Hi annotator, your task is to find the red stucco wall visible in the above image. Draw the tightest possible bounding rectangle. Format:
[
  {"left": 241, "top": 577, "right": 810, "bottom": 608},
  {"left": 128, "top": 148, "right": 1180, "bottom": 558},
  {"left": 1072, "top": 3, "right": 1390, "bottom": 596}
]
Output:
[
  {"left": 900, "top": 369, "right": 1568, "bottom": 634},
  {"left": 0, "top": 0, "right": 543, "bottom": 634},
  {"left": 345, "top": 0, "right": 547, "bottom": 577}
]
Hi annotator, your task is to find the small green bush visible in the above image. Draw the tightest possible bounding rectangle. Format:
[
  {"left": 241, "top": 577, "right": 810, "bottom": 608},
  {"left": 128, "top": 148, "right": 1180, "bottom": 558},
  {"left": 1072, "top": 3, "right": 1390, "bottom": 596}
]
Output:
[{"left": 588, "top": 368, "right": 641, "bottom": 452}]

◆ **Instrucción dada**
Devuelva sin cambio alguno todas las líneas del listado anterior, de la primera a la última.

◆ **Resultado del ejercicio**
Hi annotator, your task is to find the red stucco wall visible in the above image. Draw the tightest possible bounding rectangle. Format:
[
  {"left": 241, "top": 577, "right": 810, "bottom": 608},
  {"left": 128, "top": 148, "right": 1180, "bottom": 558},
  {"left": 1072, "top": 3, "right": 1390, "bottom": 596}
]
Output:
[
  {"left": 900, "top": 369, "right": 1568, "bottom": 634},
  {"left": 0, "top": 0, "right": 543, "bottom": 634},
  {"left": 345, "top": 0, "right": 547, "bottom": 577}
]
Hi annotator, your task is to find the small green bush visible in the above image. Draw the tightest possible bounding rectangle. Format:
[
  {"left": 241, "top": 577, "right": 810, "bottom": 608},
  {"left": 128, "top": 148, "right": 1180, "bottom": 558},
  {"left": 1072, "top": 3, "right": 1390, "bottom": 596}
]
Output:
[{"left": 588, "top": 368, "right": 641, "bottom": 452}]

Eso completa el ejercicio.